**RAW DATA**:
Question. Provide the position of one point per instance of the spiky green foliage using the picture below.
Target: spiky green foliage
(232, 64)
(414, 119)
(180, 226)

* * *

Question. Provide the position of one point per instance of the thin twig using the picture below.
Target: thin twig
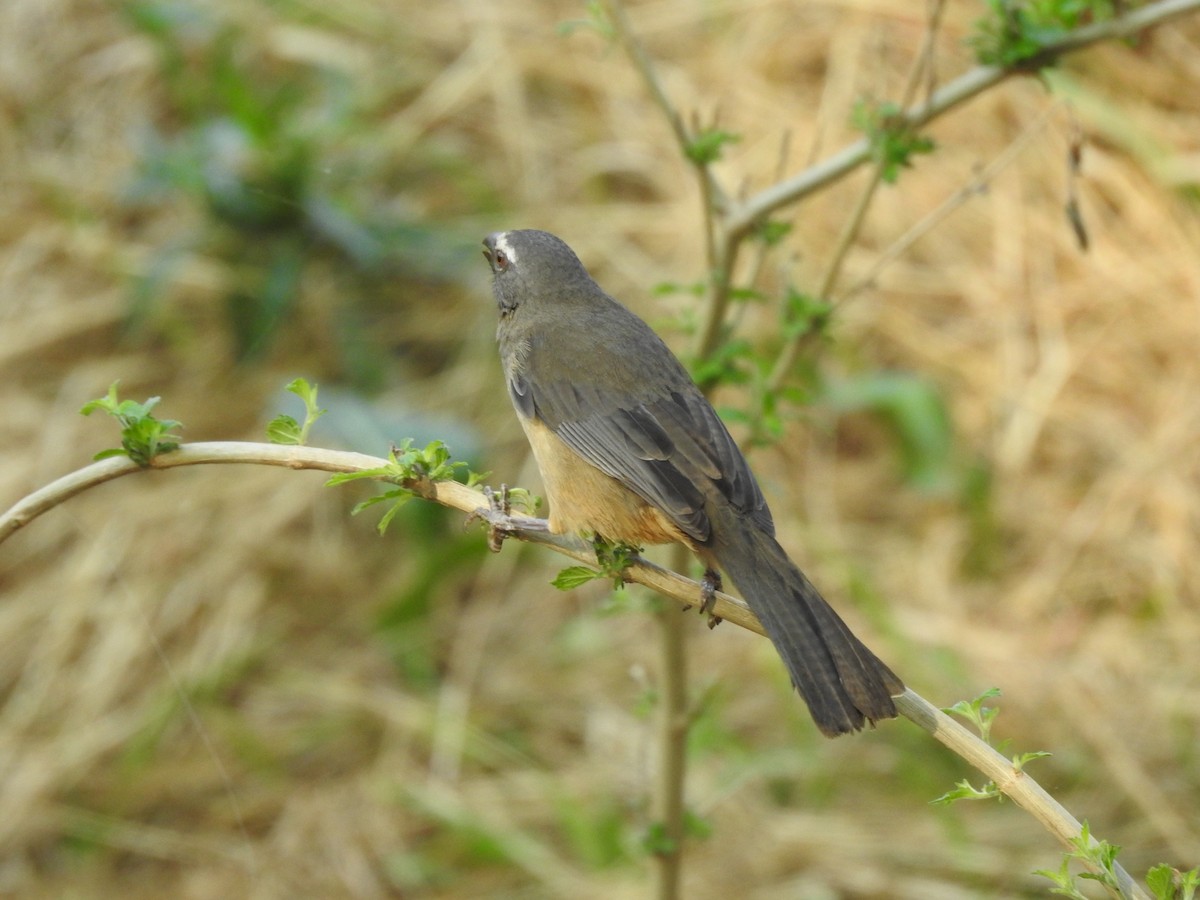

**WORK TO DO**: Reproduce verbatim the lines between the one containing "twig using the picture below." and the one containing "Target: thin twig", inclusive.

**RESPONSE TO THE TASK**:
Question. Provide the position of one point per instance of the thin twig using the picture below.
Target: thin twig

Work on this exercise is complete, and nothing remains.